» **DIRECTIONS**
Type out every line below exactly as it reads.
** BEGIN EXERCISE INPUTS **
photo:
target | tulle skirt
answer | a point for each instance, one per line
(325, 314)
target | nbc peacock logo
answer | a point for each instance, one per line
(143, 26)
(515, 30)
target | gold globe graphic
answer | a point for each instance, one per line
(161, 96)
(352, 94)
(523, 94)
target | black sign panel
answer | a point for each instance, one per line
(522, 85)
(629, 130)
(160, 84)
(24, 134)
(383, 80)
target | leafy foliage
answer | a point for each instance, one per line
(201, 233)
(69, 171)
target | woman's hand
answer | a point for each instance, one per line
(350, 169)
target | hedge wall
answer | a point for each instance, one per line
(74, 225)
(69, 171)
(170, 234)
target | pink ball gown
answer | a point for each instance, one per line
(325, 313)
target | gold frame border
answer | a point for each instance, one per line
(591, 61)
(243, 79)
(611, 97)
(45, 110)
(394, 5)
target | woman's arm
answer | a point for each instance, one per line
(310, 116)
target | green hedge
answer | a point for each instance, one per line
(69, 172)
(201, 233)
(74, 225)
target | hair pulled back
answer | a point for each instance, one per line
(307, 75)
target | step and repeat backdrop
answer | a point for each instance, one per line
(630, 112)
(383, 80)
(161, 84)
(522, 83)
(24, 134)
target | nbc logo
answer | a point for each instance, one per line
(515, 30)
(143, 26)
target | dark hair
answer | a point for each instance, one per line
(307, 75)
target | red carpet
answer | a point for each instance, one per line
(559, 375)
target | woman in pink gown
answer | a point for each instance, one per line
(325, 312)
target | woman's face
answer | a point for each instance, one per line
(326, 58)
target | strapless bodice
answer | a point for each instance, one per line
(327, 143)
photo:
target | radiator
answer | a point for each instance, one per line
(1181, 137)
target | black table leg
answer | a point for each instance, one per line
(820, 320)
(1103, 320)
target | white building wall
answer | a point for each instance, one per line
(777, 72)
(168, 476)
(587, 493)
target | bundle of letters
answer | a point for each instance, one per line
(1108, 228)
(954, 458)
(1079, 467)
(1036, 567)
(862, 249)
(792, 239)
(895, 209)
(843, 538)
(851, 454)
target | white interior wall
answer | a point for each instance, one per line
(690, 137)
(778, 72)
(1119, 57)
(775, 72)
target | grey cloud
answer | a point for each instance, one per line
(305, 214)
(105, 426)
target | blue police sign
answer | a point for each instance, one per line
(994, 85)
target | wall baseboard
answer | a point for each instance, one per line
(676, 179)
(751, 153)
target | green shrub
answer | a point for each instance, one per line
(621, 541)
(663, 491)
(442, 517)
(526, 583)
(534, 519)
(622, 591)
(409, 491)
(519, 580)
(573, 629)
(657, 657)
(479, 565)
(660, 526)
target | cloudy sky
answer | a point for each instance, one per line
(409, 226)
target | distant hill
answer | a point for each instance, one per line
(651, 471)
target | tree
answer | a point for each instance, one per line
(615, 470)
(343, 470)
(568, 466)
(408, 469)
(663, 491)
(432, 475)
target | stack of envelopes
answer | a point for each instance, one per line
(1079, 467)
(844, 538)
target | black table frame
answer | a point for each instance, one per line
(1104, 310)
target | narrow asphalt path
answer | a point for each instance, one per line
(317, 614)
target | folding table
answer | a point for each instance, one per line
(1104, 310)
** END EXERCISE INPUTS **
» **TASK OUTPUT**
photo:
target | tulle skirt
answer | a point for each instance, one per line
(325, 314)
target | nbc peacock logo
answer | a point for each instance, one per line
(143, 26)
(515, 30)
target | gold globe graphic
answer | a point for each instance, one per line
(161, 96)
(352, 94)
(523, 94)
target | black sign panel
answer | a point for each instance, one per line
(522, 85)
(629, 130)
(160, 84)
(24, 134)
(383, 80)
target | leafy foliage
answer | a point for each instance, one per line
(201, 233)
(69, 171)
target | woman's hand
answer | a point for each instance, one per line
(350, 169)
target | hedge wall
answer | a point for each instance, one per line
(74, 225)
(69, 171)
(170, 234)
target | pink ball gown
answer | a point for each instance, one per line
(325, 313)
target | gold frame border
answer | a point for each instance, one per line
(591, 61)
(243, 79)
(611, 97)
(45, 110)
(394, 5)
target | woman's arm
answer | a point for each instance, one per line
(310, 116)
target | green hedge
answer | a point for each instance, one per line
(69, 172)
(201, 233)
(74, 225)
target | hair pulled back
answer | a point for each instance, one per line
(307, 75)
target | step and repeat backdrop
answer | a point for each instance, one per line
(630, 112)
(383, 80)
(161, 84)
(522, 83)
(24, 134)
target | nbc logo
answer | a point for each instance, one per line
(515, 30)
(143, 26)
target | dark hair
answer | a point for each instance, one per line
(307, 75)
target | red carpet
answer | a point for each instance, one per line
(559, 375)
target | woman in pink gown
answer | a point for each instance, one per line
(325, 312)
target | woman's face
answer | a point for each instance, one per line
(326, 58)
target | strapless bodice
answer | a point for each instance, one per line
(327, 143)
photo:
target | radiator
answer | a point for each instance, one per line
(1181, 137)
target | black table leg
answer | a point for each instance, one per line
(820, 320)
(1103, 320)
target | white building wall
answer | a point for each instance, one per line
(777, 72)
(168, 476)
(587, 493)
target | bundle of letters
answer | a point for each instance, one per line
(1108, 228)
(954, 458)
(1079, 467)
(1036, 567)
(862, 249)
(792, 239)
(895, 209)
(843, 538)
(851, 454)
target | white interior wall
answer | a point for each instance, one per line
(690, 137)
(778, 72)
(1119, 57)
(775, 72)
target | grey cloud
answer | a point for each instance, one per line
(305, 214)
(105, 426)
target | blue police sign
answer | a point for each instance, one per line
(994, 85)
target | wall baseboard
answer | a point for each instance, one per line
(676, 179)
(751, 153)
target | green shrub
answer | a point for each instance, one per line
(621, 541)
(663, 491)
(442, 517)
(526, 583)
(534, 519)
(622, 591)
(409, 491)
(519, 580)
(573, 629)
(657, 657)
(479, 565)
(660, 526)
target | cloudy sky
answer | a point for each instance, one per line
(409, 226)
target | distant hill
answer | a point for each instance, one per line
(651, 471)
target | tree
answer | a point for each instance, one per line
(615, 470)
(343, 470)
(568, 466)
(408, 469)
(663, 491)
(432, 475)
target | stack of envelopes
answer | a point for each instance, one per line
(1079, 467)
(844, 538)
target | black table frame
answer | a point for each instance, one per line
(1104, 310)
target | narrow asphalt path
answer | a point for each instance, one per line
(317, 614)
target | folding table
answer | a point for each instance, one per line
(1104, 310)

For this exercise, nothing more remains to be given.